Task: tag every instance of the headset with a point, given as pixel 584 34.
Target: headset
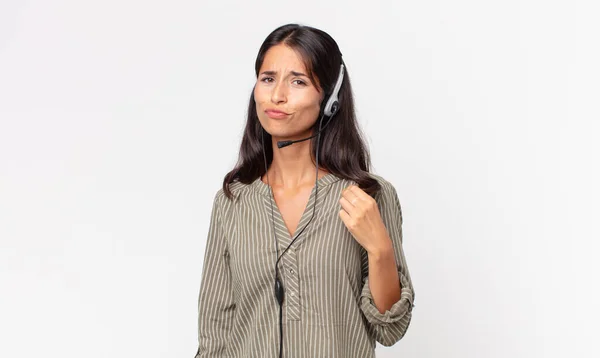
pixel 332 106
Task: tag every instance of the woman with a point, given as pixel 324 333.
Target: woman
pixel 304 253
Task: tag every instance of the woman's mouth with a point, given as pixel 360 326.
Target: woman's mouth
pixel 276 114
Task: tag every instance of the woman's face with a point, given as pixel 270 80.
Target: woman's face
pixel 283 85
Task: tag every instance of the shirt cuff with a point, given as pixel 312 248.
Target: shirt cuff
pixel 398 309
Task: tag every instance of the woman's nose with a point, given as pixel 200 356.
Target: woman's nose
pixel 279 93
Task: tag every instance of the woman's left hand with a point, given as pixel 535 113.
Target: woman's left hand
pixel 361 216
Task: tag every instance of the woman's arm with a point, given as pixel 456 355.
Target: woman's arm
pixel 388 294
pixel 216 305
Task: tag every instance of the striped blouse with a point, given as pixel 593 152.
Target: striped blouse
pixel 328 309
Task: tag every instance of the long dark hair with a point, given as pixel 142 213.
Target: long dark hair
pixel 343 150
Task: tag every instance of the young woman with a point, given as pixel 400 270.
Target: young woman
pixel 304 253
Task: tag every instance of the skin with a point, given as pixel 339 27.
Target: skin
pixel 292 172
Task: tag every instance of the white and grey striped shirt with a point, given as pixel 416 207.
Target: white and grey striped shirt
pixel 328 308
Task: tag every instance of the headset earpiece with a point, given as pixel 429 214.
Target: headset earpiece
pixel 333 105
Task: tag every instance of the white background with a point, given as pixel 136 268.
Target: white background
pixel 119 119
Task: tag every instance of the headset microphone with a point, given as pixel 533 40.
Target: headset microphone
pixel 331 108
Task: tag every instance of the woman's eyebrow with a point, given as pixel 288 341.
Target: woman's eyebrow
pixel 273 73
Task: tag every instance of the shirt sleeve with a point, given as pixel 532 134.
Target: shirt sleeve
pixel 389 327
pixel 216 304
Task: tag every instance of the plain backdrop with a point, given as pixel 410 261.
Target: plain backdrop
pixel 119 119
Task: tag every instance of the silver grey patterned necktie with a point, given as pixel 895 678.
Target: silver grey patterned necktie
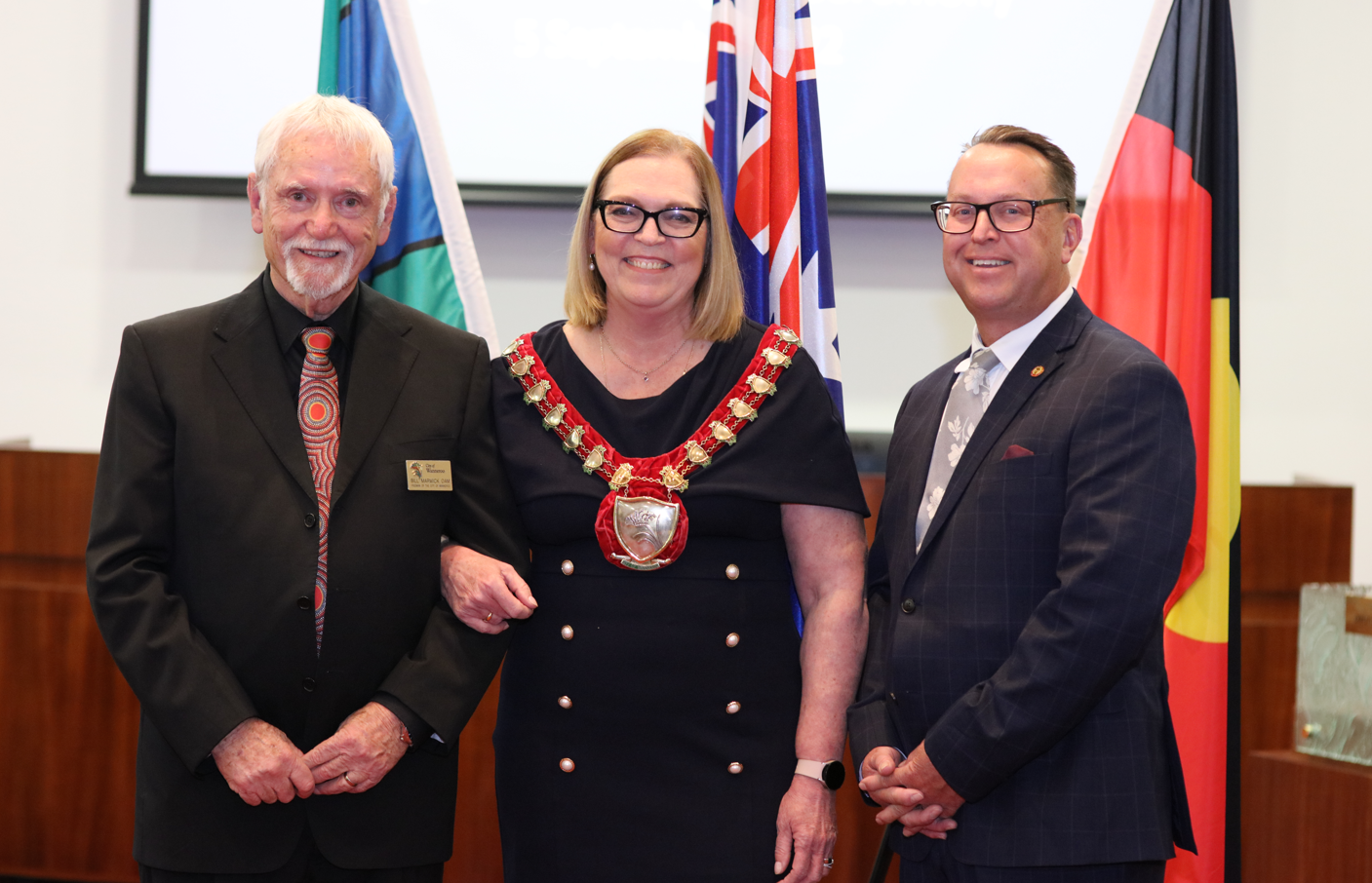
pixel 966 403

+--

## WHAT YOU SHOULD DO:
A faithful, word-for-word version of the records above is needed, with no images in it.

## RESULT BELOW:
Task: tag every instance of the headset with a point, given as pixel 584 34.
Target: headset
pixel 332 106
Task: tag every instance of the woman with a point, given as pixel 324 333.
Target: woman
pixel 304 253
Task: tag every instance of the woman's mouth with a point, given as pixel 360 326.
Target: woman's mouth
pixel 276 114
Task: tag every instance of the woman's face with a point, given as pixel 270 80.
Target: woman's face
pixel 283 85
Task: tag every instance of the shirt cuff with a point, given as pixel 312 248.
Target: shirt cuff
pixel 398 309
Task: tag every instance of the woman's nose with a point, given as pixel 200 356.
Target: woman's nose
pixel 279 93
Task: tag every instance of the woman's left hand with a point, given as pixel 535 113.
Target: woman's left hand
pixel 361 216
Task: tag every instance of the woman's arm with a point, given as pixel 456 355.
Target: woman's arm
pixel 388 294
pixel 216 305
Task: tag every instance of the striped blouse with a point, given as pixel 593 152.
Target: striped blouse
pixel 328 309
Task: tag every instance of the long dark hair with a point, given as pixel 142 213.
Target: long dark hair
pixel 343 150
Task: tag every instance of the young woman with a point, given as pixel 400 270.
Target: young woman
pixel 304 253
Task: tag every instance of the skin with a point, given as pixel 339 27.
Target: skin
pixel 292 172
Task: tag every instance of the white and grey striped shirt with a point, given as pixel 416 207.
Target: white and grey striped shirt
pixel 328 308
Task: tag every instance of the headset earpiece with a point, given as pixel 429 214.
Target: headset earpiece
pixel 333 105
Task: tag every instance of the white background with a point, given as pixel 136 268.
Target: white background
pixel 119 119
Task: tag every instance of the headset microphone with a point, given as pixel 533 40.
Target: headset microphone
pixel 331 108
Task: tag every instance of the woman's eyebrow with a point, given as pixel 288 341.
Target: woman's eyebrow
pixel 273 73
Task: tag every instance of the shirt sleeve with a point, given as pixel 532 134.
Target: shirt sleeve
pixel 389 327
pixel 216 304
Task: tag every instance of the plain backdrop with a point, given as pixel 410 261.
Target: plain backdrop
pixel 119 119
Task: tag every instance of the silver grey patterned necktie with a point, given as pixel 895 678.
Target: silver grey patterned necktie
pixel 966 403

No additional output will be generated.